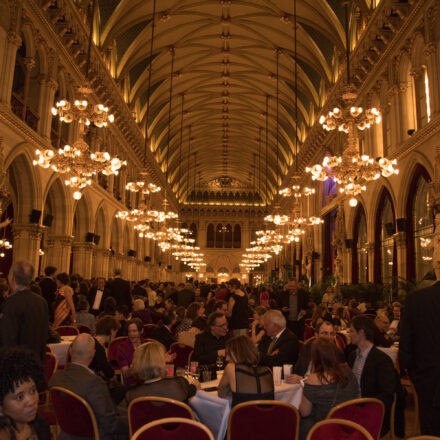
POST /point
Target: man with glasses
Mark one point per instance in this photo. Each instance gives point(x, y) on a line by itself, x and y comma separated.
point(211, 343)
point(324, 330)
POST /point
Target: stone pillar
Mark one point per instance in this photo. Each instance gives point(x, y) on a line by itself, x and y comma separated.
point(48, 86)
point(82, 258)
point(432, 65)
point(58, 250)
point(400, 241)
point(370, 253)
point(102, 259)
point(27, 242)
point(7, 66)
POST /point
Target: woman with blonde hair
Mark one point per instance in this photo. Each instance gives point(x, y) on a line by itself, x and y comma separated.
point(149, 369)
point(243, 378)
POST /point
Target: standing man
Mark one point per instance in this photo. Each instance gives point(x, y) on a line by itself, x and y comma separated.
point(24, 320)
point(48, 288)
point(420, 353)
point(120, 290)
point(97, 295)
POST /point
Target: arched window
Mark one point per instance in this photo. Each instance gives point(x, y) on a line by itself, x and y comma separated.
point(228, 236)
point(237, 236)
point(423, 107)
point(193, 231)
point(385, 256)
point(419, 227)
point(359, 249)
point(210, 236)
point(219, 235)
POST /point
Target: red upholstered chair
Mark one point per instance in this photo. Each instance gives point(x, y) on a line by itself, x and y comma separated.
point(148, 330)
point(338, 429)
point(144, 410)
point(82, 328)
point(182, 352)
point(74, 415)
point(67, 330)
point(173, 429)
point(263, 420)
point(367, 412)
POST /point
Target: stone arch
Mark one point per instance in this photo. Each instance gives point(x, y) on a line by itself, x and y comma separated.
point(56, 204)
point(81, 219)
point(24, 183)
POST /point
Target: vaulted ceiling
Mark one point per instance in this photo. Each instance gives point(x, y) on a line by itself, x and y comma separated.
point(226, 57)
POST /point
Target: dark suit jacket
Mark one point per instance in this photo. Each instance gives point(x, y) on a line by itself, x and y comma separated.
point(93, 389)
point(378, 379)
point(91, 299)
point(24, 320)
point(302, 365)
point(163, 335)
point(48, 288)
point(419, 346)
point(287, 346)
point(120, 291)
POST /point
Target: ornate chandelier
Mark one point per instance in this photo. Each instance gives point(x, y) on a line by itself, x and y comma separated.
point(79, 163)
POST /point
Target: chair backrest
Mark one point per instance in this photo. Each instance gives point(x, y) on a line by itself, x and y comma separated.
point(148, 330)
point(182, 352)
point(173, 429)
point(82, 328)
point(50, 366)
point(367, 412)
point(113, 348)
point(67, 330)
point(143, 410)
point(263, 419)
point(338, 429)
point(74, 415)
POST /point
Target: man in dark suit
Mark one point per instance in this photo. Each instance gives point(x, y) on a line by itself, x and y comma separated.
point(373, 368)
point(25, 316)
point(279, 345)
point(48, 288)
point(420, 353)
point(120, 290)
point(162, 333)
point(84, 382)
point(211, 344)
point(97, 295)
point(185, 296)
point(324, 330)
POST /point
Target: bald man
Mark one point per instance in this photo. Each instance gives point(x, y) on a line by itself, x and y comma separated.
point(81, 380)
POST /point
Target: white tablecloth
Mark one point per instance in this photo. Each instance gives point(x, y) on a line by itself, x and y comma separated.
point(213, 411)
point(60, 350)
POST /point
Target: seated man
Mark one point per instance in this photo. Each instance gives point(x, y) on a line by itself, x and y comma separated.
point(324, 330)
point(163, 333)
point(373, 368)
point(211, 343)
point(279, 345)
point(84, 382)
point(382, 325)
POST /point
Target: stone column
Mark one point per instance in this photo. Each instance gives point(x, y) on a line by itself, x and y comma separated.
point(58, 250)
point(432, 65)
point(370, 255)
point(82, 258)
point(400, 241)
point(102, 260)
point(7, 66)
point(27, 242)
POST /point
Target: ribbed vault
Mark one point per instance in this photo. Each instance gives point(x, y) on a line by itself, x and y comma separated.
point(225, 75)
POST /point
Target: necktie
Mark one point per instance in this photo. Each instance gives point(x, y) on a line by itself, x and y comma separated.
point(271, 345)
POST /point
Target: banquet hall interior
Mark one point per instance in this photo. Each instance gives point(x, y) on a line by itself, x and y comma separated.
point(187, 141)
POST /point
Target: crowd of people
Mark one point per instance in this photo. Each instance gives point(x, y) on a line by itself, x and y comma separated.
point(246, 330)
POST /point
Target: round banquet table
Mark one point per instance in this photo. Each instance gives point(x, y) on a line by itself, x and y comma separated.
point(213, 411)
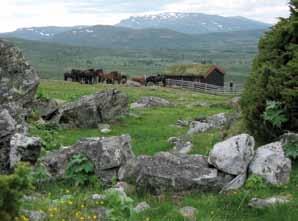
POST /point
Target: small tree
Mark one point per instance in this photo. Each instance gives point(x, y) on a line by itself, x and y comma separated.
point(274, 77)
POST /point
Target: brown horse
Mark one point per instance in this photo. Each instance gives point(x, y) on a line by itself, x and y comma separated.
point(114, 76)
point(140, 80)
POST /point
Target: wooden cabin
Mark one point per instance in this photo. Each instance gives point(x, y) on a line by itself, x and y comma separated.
point(204, 73)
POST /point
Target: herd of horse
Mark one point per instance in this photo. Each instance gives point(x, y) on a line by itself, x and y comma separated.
point(92, 76)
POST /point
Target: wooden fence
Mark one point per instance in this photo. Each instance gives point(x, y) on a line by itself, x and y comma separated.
point(206, 88)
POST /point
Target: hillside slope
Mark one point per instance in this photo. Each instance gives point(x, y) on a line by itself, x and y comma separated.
point(193, 23)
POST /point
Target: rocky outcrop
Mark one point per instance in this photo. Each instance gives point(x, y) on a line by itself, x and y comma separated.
point(166, 172)
point(268, 202)
point(233, 155)
point(270, 163)
point(18, 80)
point(7, 129)
point(91, 110)
point(18, 85)
point(146, 102)
point(181, 145)
point(217, 121)
point(24, 148)
point(106, 154)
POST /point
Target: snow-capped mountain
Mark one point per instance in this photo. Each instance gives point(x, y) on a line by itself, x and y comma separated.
point(193, 23)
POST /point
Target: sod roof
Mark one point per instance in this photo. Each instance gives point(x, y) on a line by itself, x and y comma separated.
point(192, 69)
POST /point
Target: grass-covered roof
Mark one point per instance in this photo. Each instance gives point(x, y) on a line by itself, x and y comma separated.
point(191, 69)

-.-.-

Exact copies of the entries above are needed, without their pictures.

POST /point
Target: man with glasses
Mark one point per instance in this photo. Each instance gives point(x, y) on a line by itself, x and y comma separated.
point(211, 343)
point(324, 330)
POST /point
Target: stone pillar
Mark one point per instance in this photo. Each instance gives point(x, y) on a line by itself, x and y comma separated.
point(48, 86)
point(82, 258)
point(432, 65)
point(58, 250)
point(400, 241)
point(370, 253)
point(102, 259)
point(27, 242)
point(7, 66)
POST /point
Target: woman with blonde hair
Mark one point per instance in this photo. Each instance gives point(x, y) on a line by itself, x and y comma separated.
point(149, 369)
point(243, 378)
POST /point
Target: standing man
Mark one point per instance in this photo. Each instance gives point(x, y) on a line by itself, x and y comma separated.
point(24, 320)
point(48, 288)
point(420, 353)
point(120, 290)
point(97, 295)
POST /point
Target: arched window
Mark one point per instance in this photo. Each instance gives point(x, y) on a line by itself, x and y comma separated.
point(228, 236)
point(237, 236)
point(423, 107)
point(193, 231)
point(385, 256)
point(419, 227)
point(359, 249)
point(210, 236)
point(219, 235)
POST /point
Target: red upholstered chair
Mark one point per instance in this photo. Each instance gives point(x, y) on a line by itself, x and y comma separated.
point(148, 330)
point(338, 429)
point(144, 410)
point(82, 328)
point(182, 352)
point(74, 415)
point(67, 330)
point(173, 429)
point(263, 420)
point(367, 412)
POST /point
Target: stone arch
Mark one point per instance in this photo. Each instance gives point(x, y) on a line by itself, x and y comma separated.
point(56, 204)
point(81, 219)
point(24, 183)
POST /point
Target: vaulted ceiling
Mark one point per instance in this photo. Each instance gives point(x, y) on a line by itself, x and y comma separated.
point(226, 57)
POST /point
Target: dark suit jacket
Mark one point per instance in this photo. Each instance gives point(x, y) on a line by itself, x and y comma separated.
point(93, 389)
point(378, 379)
point(91, 299)
point(24, 320)
point(302, 365)
point(163, 335)
point(48, 288)
point(419, 346)
point(287, 346)
point(120, 291)
POST /point
Target: ornate chandelier
Mark one point per instance in this photo. Each instance gives point(x, y) on a line by itself, x and y comma separated.
point(79, 163)
POST /point
Target: chair backrest
Mark one point per instance in this photo. Each instance gives point(x, y) on a line by itself, x and y comma separated.
point(148, 330)
point(182, 352)
point(173, 429)
point(82, 328)
point(50, 366)
point(367, 412)
point(113, 348)
point(67, 330)
point(143, 410)
point(263, 419)
point(338, 429)
point(74, 415)
POST /point
Target: man in dark suit
Mark one point per instance in this photo. Each instance gives point(x, y) on a line by itself, x and y comma separated.
point(373, 368)
point(25, 316)
point(279, 345)
point(48, 288)
point(420, 353)
point(120, 290)
point(162, 333)
point(84, 382)
point(211, 344)
point(97, 295)
point(185, 296)
point(324, 330)
POST /point
Target: bald man
Mark one point per instance in this photo. Each instance gives point(x, y) on a line by itself, x and y comma separated.
point(81, 380)
POST /point
Target: white tablecloth
Mark one point per instance in this photo. Each instance gives point(x, y) on a line by itself, x and y comma separated.
point(213, 411)
point(60, 350)
POST /point
Target: seated man
Mark one point per instance in this photo. Each instance gives point(x, y) on a line by itself, x and y comma separated.
point(324, 330)
point(163, 333)
point(373, 368)
point(211, 343)
point(279, 345)
point(84, 382)
point(382, 325)
POST /point
Target: stone column
Mark one point per instance in this photo. Each instance gives point(x, y) on a line by itself, x and y comma separated.
point(58, 250)
point(432, 65)
point(370, 255)
point(82, 258)
point(400, 241)
point(102, 260)
point(7, 66)
point(27, 242)
POST /point
Target: ribbed vault
Mark one point per instance in this photo. Each instance gives point(x, y) on a line by itself, x and y comma separated.
point(225, 75)
POST /point
Target: necktie
Mark one point per instance in this photo. Each instance gives point(x, y) on a line by itself, x and y comma separated.
point(271, 345)
POST /point
Target: banquet hall interior
Mark one point per instance in this photo. Each instance gives point(x, y) on a line by itself, x and y comma separated.
point(187, 141)
POST /point
Target: crowd of people
Mark one point per instance in this photo. Each instance gives point(x, y) on a line by itself, x and y comma separated.
point(246, 330)
POST /point
Target: round banquet table
Mark one point per instance in this photo. Each instance gives point(x, y) on a line by itself, x and y comma separated.
point(213, 411)
POST /point
Target: small tree
Mark one point per instance in this photo. Each instance gives point(x, y) on a line by itself, x and y comma separated.
point(274, 77)
POST /point
Target: brown horse
Mark one point per instance in this photo. Each instance gives point(x, y) on a line by itself, x and y comma separated.
point(114, 76)
point(140, 80)
POST /point
Target: wooden cabin
Mark one point per instance in this photo. Each instance gives point(x, y) on a line by itself, x and y comma separated.
point(204, 73)
POST /point
Target: herd of horse
Mark one point per instance in this photo. Each instance gives point(x, y) on a line by itself, x and y comma separated.
point(92, 76)
POST /point
Target: wooden fence
Mark one point per instance in this photo. Each instance gives point(x, y) on a line by itself, x and y comma separated.
point(206, 88)
POST /point
Target: hillside slope
Mark one point per instance in this photo. Each instance gives point(x, y) on a line by itself, x and y comma separated.
point(193, 23)
POST /point
Target: rocky outcrop
Mark one point per instance in this photo. Each instance gives point(x, y) on a line by itself, x and y comma separated.
point(166, 172)
point(268, 202)
point(233, 155)
point(270, 163)
point(18, 80)
point(7, 129)
point(91, 110)
point(18, 85)
point(146, 102)
point(181, 145)
point(217, 121)
point(24, 148)
point(106, 154)
POST /point
Target: snow-capped mountain
Mark one point per instance in this photo. Each instance gives point(x, y) on a line by itself, x and y comma separated.
point(193, 23)
POST /point
Target: sod roof
Mark one point per instance in this photo. Each instance gives point(x, y) on a line by itself, x and y comma separated.
point(192, 69)
POST /point
Target: grass-covered roof
Mark one point per instance in this photo. Each instance gives point(x, y) on a line by itself, x and y comma separated.
point(191, 69)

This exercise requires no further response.